** Start of Text passage **

Buying a home is a complex process, and topping the list of most home buyers’ worries is the question of how much it’s going to cost. Any real estate agent worth their salt will have communicated to buyers that the price listed on the contract is only the beginning of the cost: In addition to taxes and insurance costs, there’s the actual cost of borrowing the money to pay for the house. Interest rates, application fees, title searches, and mortgage insurance, plus the mysterious “closing costs” that you’ll hear about can make the idea of finding a lender overwhelming. But one of the most important decisions you’ll make in the home-buying process is your lender—your choice of home loan lenders will determine the different types of home loans available to you, the terms of the loans you can choose, and how the process is handled, so your lender selection will make a big difference in the cost and experience of borrowing. As with anyone you choose to do business with, you’ll want to shop around, and how you present yourself and the questions you ask will help you choose a mortgage lender that will offer the products and support you need to buy a home.
- Before You Begin…
- STEP 1: Prepare by taking care of your credit, saving for a down payment, establishing your budget, and more.
- STEP 2: Know your options and consider the type of lender.
- STEP 3: Prepare questions for lenders.
- STEP 4: Shop around, evaluate loan offers, and compare rates and fees.
- STEP 5: Get preapproved for a loan.
Before You Begin…
The terms “mortgage” and “home loan” suggest that there is only one kind, and nothing could be further from the truth. The same holds true with “lenders.” Before you start shopping, it’s a good idea to familiarize yourself with the different options that may be available to you so that when a lender starts tossing around terms you’ll know what they’re talking about. First, the lenders: Home loans are offered by local banks and credit unions, large national banks, and online banks. These options are ideal for those who would prefer to keep all their financial transactions in one place, and often those who are already customers may get a preferred rate or discounts on fees. If you prefer, you can choose a mortgage lender that only deals in home loans, not other types of banking, both online and in brick-and-mortar companies. These lenders usually offer a wider range of programs that may suit your financial needs, plus they tend to move a little faster than banks because they focus entirely on mortgage products and have dedicated experts in-house for every step of the process. Finally, there are state and federal loan programs that lend money directly or through approved banks and brokers. These programs can offer better rates or assistance for borrowers with lower down payments, lower income, or poor credit. Choosing among the types of lenders will be based on the type of loan you need, among other factors; if you’re overwhelmed, you can find a mortgage broker to help with the process. Mortgage brokers are not lenders—they are more like matchmakers who help borrowers find the right lenders for their situation, and they have tremendous knowledge about the options available to advise buyers on their best options.

** End of Text passage **
** Start of Listed entries **

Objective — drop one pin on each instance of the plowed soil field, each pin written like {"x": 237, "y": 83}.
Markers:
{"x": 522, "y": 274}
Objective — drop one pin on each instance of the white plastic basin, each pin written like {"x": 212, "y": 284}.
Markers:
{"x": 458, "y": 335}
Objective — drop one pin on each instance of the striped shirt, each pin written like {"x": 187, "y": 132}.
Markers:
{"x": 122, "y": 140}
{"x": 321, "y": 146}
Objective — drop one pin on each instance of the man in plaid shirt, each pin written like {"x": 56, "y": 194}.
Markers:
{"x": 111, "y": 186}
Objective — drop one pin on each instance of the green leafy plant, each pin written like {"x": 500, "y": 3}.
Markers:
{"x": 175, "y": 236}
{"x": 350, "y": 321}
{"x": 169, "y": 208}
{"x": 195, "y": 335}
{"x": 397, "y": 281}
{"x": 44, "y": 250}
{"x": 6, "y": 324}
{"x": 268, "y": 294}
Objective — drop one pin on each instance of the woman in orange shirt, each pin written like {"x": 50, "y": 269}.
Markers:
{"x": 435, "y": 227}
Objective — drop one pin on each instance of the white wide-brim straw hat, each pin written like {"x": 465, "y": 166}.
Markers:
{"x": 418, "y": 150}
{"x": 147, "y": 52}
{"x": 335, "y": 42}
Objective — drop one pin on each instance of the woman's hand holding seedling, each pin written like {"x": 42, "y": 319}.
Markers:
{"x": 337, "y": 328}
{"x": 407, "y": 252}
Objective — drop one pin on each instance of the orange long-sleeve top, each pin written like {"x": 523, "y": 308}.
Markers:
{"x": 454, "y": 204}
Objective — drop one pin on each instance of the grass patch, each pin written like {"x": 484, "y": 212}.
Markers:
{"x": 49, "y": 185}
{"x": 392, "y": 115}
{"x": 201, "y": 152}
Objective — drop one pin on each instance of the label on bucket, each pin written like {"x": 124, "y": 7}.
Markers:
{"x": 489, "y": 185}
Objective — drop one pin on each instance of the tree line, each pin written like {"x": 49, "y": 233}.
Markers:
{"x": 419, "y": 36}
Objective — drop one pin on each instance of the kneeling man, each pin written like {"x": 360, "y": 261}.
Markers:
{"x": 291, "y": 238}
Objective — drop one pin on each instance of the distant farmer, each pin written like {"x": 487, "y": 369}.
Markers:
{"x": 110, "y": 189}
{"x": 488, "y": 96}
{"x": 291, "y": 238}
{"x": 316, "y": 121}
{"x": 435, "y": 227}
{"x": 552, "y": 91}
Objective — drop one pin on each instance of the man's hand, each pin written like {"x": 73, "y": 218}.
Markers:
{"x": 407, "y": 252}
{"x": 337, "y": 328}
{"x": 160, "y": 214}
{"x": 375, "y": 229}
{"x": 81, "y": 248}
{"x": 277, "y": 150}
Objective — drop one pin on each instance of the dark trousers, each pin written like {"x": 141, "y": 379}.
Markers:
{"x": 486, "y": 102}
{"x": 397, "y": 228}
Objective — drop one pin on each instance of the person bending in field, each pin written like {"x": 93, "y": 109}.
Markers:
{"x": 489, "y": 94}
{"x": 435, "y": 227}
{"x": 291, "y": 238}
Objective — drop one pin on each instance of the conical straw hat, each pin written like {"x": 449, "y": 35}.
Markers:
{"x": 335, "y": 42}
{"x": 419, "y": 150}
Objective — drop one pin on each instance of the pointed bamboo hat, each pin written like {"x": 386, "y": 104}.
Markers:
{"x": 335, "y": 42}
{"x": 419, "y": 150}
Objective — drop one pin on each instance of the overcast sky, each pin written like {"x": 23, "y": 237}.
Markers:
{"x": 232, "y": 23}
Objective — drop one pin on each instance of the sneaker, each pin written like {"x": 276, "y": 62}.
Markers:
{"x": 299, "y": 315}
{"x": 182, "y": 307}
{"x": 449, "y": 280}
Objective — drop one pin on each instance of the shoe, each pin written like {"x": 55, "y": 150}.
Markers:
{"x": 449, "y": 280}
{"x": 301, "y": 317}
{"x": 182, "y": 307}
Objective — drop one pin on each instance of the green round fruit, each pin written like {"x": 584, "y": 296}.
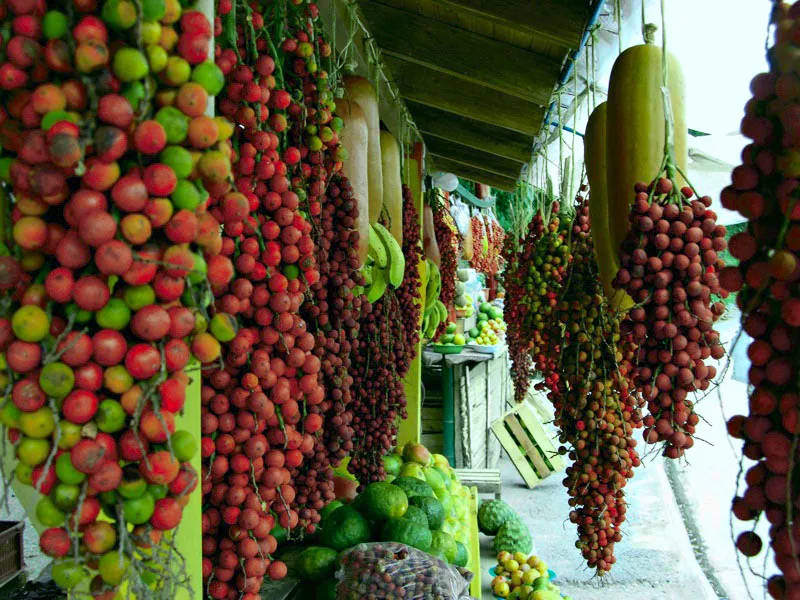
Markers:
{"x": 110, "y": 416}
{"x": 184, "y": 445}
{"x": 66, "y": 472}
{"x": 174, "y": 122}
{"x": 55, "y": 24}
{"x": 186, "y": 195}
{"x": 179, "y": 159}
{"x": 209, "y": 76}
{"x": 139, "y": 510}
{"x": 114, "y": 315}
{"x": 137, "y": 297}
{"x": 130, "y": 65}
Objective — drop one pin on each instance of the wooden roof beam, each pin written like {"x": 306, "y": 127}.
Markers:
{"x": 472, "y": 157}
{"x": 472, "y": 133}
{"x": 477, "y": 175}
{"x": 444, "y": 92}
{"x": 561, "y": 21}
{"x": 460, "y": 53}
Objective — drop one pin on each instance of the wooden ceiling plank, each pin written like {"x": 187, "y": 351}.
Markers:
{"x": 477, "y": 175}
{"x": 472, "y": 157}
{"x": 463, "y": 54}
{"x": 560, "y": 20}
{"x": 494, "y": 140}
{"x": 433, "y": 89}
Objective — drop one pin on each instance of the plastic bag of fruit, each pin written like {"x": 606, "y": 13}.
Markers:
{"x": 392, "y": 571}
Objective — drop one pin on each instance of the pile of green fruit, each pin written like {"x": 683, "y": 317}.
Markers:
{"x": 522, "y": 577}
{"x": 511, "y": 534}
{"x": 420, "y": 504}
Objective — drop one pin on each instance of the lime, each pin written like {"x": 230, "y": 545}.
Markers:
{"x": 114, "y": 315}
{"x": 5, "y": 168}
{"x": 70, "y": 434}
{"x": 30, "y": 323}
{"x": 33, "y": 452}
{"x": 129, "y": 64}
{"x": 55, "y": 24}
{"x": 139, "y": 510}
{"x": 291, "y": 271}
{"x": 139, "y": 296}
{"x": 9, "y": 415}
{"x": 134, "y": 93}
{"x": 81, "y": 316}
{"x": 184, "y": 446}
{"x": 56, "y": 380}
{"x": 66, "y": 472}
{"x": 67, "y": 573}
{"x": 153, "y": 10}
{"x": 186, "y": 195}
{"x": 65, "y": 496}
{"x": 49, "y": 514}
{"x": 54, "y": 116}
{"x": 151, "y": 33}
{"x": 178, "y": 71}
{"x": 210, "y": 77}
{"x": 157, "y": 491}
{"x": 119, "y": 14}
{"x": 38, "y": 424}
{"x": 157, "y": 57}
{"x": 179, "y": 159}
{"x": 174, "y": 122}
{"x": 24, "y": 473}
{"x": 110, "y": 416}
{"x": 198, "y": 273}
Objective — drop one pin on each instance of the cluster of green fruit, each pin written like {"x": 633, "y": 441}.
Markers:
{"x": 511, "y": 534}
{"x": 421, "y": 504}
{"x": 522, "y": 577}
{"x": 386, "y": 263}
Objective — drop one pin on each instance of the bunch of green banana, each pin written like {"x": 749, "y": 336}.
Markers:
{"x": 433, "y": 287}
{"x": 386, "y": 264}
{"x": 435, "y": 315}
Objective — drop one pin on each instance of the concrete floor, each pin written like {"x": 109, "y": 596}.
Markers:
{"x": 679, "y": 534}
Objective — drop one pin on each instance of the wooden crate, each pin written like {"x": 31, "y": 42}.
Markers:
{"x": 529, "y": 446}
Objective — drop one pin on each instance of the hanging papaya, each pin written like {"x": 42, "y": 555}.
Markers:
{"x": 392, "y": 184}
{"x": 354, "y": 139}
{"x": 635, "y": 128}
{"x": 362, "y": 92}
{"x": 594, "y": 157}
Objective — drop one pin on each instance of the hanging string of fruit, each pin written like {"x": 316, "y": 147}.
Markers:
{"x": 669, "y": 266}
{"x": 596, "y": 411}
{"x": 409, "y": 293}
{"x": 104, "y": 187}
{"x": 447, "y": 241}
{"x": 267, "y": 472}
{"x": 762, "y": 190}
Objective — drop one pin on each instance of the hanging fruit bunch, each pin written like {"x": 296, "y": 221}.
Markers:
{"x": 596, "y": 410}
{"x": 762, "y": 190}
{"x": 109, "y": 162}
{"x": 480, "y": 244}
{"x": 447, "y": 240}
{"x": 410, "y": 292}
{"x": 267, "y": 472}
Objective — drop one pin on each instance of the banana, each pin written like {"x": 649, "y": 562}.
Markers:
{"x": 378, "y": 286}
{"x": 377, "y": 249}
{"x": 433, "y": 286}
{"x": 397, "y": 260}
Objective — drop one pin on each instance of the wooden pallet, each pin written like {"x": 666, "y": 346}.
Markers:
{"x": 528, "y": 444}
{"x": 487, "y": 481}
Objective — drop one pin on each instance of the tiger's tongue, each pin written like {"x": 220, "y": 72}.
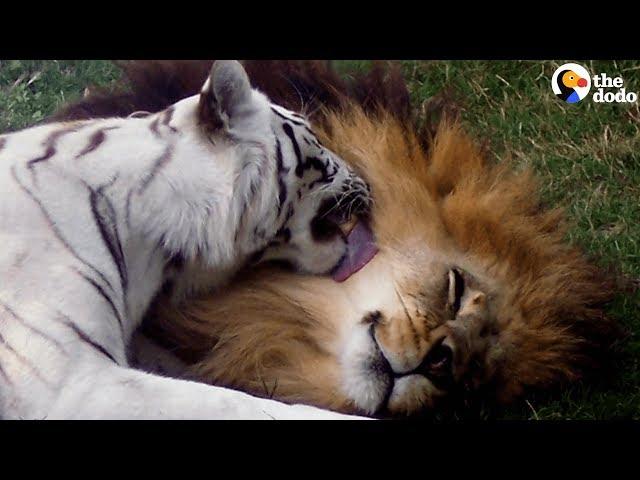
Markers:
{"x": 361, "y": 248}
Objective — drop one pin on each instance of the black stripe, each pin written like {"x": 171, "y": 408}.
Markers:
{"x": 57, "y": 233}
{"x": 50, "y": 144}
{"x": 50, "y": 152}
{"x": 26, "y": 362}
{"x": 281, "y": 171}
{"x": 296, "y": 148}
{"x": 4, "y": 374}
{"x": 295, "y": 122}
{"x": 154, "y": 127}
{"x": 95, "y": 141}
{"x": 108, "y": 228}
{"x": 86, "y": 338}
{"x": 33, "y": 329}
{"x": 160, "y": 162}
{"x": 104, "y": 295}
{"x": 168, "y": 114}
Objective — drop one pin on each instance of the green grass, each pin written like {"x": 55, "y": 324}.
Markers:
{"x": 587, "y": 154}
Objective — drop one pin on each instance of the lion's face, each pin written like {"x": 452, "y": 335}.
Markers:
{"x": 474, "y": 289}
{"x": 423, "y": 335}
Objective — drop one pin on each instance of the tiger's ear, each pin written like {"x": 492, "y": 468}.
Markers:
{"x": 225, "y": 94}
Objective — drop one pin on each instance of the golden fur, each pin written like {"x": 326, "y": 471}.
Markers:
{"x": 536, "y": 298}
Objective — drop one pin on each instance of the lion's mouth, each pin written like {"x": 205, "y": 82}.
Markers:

** End of Listed entries **

* _Work to do_
a - Decide whether each statement agrees with the text on choosing a mortgage lender: (i) Mortgage brokers are lenders. (ii) Lenders that deal only in home loans tend to move faster than banks. (iii) State and federal loan programs lend money only directly. Answer yes or no for each, quoting the deciding words of the text.
b - Transcribe the text on choosing a mortgage lender between "- STEP 2: Know" and "rates and fees.", inclusive.

* _Exercise responses_
a -
(i) No: "Mortgage brokers are not lenders"
(ii) Yes: "they tend to move a little faster than banks"
(iii) No: "lend money directly or through approved banks and brokers"

b -
- STEP 2: Know your options and consider the type of lender.
- STEP 3: Prepare questions for lenders.
- STEP 4: Shop around, evaluate loan offers, and compare rates and fees.